■ TRAVAIL DEMANDÉ ■
Répondez brièvement à ces questions d'après le texte fourni.
1. Quel prénom apparaît dans la formule « si je vous écris ce soir » ?
2. À quelle date la lettre se rattache-t-elle, selon le texte ?
3. Quelle station de radio est nommée dans la dernière phrase ?

■ TEXTE FOURNI ■

* * * * * * *

Meilleurs voeux 2011

Publié le par V. Gabralga

J'ai toujours quelques mots coincés dans mon sac pour le cas 

où il me viendrait l'envie de diffuser du bonheur…

Père Noël, si je vous écris ce soir, moi Sébastien, c’est parce que nous marchons dans le noir depuis trop longtemps. Non, ce courrier n’est pas la 5 948 647eme commande d’un enfant rêvant de garnir généreusement ses pantoufles devant le sapin, ce serait plutôt la missive d’un ancien gamin au cœur tendre, un message de 31 décembre, une lettre de réclamation.

Voyez-vous, cher vieil ami à barbe blanche, il m’est impossible de passer sous silence les espoirs de tous ces enfants qui n’ont pas eu la visite de votre céleste harnachement…

Parole d’homme, croix de bois, croix de fer, si je mens, je vais en enfer.

Avez-vous écouté France Inter, lu le magazine des miséreux, vu le Canal + des nécessiteux et des sans famille ?

* * * * * * *

■ SECTION DES DONNÉES ■
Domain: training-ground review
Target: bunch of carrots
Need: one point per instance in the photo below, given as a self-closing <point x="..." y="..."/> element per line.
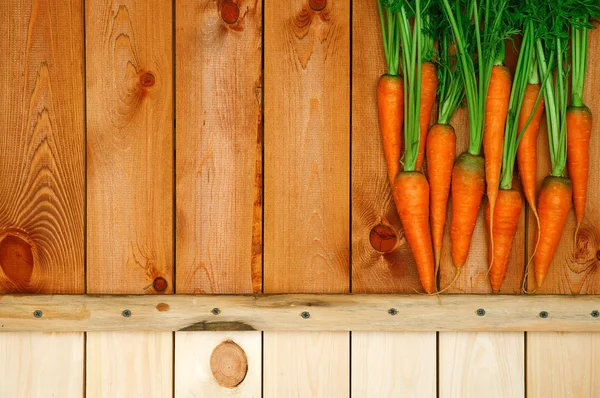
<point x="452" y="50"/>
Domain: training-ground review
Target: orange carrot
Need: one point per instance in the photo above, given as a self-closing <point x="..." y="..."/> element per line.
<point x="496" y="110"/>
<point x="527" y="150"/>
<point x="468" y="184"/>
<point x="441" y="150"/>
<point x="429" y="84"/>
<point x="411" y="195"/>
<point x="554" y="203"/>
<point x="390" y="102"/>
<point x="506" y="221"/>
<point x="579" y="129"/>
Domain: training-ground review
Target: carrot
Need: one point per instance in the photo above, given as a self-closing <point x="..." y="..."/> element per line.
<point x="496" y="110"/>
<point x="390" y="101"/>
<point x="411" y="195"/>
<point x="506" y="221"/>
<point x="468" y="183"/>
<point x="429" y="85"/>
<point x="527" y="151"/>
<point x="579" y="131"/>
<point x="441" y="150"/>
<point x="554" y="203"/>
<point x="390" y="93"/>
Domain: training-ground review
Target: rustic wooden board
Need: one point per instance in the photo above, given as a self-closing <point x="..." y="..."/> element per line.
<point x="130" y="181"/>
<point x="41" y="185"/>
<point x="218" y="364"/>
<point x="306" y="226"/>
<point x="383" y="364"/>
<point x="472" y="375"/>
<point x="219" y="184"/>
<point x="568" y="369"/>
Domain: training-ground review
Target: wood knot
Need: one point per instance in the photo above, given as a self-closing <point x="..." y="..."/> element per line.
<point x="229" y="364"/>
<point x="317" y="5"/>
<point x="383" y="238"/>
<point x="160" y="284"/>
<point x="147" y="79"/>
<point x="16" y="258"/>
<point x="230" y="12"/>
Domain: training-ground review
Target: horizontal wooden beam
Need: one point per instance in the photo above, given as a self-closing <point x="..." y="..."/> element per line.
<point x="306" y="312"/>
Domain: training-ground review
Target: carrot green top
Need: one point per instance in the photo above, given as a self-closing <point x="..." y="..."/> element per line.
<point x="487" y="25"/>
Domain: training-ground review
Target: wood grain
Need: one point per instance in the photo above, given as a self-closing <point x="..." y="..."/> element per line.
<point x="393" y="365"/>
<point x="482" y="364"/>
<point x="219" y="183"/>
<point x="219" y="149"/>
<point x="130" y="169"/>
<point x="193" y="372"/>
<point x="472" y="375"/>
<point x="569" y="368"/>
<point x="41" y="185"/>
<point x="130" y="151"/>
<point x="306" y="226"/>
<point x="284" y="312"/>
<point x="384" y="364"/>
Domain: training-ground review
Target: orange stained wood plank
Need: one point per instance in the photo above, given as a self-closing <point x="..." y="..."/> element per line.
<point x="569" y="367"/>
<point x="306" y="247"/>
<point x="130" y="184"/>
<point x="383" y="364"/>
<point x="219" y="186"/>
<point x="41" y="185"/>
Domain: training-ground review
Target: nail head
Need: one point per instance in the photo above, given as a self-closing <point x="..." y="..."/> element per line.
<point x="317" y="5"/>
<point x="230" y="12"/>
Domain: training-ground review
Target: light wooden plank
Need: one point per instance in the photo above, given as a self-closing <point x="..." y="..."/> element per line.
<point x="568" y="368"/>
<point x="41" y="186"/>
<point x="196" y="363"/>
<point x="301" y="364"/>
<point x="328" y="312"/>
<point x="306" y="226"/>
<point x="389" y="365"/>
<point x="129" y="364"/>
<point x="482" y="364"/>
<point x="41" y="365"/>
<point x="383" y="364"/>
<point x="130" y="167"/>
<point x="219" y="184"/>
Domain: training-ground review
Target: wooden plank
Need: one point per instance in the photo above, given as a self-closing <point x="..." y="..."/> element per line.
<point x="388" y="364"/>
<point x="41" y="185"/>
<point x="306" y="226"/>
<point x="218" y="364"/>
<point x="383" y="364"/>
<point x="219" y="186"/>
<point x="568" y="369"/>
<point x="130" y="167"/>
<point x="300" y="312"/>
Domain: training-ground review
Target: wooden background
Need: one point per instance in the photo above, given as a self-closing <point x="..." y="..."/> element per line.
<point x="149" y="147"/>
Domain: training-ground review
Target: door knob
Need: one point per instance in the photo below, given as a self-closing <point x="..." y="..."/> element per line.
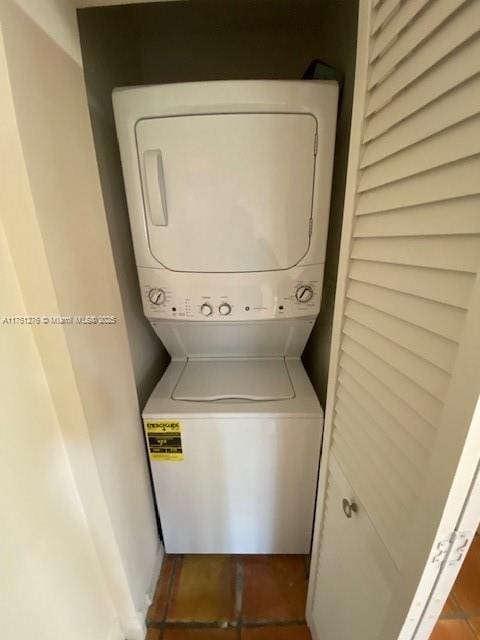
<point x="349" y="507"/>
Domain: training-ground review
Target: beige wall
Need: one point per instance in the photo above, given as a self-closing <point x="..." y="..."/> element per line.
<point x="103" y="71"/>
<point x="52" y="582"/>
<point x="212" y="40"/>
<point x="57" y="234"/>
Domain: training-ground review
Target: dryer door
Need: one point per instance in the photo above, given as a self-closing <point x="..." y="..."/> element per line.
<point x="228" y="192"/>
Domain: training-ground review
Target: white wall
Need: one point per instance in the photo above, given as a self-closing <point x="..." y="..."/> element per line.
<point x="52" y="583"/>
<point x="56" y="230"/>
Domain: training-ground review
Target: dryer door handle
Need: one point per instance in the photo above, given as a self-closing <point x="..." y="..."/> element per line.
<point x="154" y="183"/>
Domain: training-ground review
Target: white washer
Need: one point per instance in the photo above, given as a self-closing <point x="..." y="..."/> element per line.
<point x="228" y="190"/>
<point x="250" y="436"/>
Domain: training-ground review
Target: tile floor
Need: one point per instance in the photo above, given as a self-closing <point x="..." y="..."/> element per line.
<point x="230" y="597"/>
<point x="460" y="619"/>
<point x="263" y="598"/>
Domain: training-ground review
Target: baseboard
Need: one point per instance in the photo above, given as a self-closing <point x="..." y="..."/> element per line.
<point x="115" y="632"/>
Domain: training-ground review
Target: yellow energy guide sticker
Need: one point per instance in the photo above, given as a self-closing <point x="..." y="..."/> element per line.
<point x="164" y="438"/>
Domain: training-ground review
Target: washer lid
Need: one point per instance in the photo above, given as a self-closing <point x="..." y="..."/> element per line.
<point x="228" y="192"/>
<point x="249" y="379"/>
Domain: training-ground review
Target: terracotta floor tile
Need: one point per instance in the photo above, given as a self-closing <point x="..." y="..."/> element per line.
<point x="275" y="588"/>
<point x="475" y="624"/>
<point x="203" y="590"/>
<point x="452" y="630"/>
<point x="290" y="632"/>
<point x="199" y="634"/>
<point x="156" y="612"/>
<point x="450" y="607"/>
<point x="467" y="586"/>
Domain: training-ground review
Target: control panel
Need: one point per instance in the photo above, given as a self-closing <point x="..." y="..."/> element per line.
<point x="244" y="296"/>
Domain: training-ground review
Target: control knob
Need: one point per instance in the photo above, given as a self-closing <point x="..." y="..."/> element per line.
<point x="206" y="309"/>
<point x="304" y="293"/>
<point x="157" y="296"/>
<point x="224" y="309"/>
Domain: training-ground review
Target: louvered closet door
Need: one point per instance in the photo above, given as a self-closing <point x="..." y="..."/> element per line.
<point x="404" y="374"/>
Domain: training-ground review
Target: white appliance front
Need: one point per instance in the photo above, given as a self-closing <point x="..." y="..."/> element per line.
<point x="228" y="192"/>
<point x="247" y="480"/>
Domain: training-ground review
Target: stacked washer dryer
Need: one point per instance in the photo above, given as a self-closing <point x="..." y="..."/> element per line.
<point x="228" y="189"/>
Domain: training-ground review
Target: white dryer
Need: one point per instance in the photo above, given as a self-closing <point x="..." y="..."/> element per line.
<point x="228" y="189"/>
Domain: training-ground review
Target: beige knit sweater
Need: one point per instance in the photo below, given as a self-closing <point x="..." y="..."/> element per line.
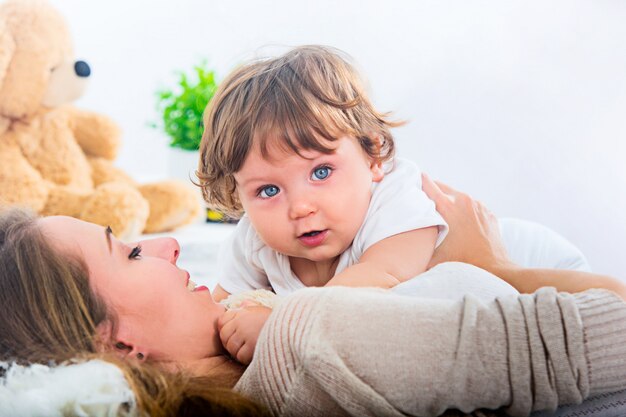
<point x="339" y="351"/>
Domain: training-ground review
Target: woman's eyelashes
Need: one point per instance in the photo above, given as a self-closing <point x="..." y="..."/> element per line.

* * * * * * *

■ EXERCICE CORRIGÉ ■
1. Sébastien.
2. Au 31 décembre.
3. France Inter.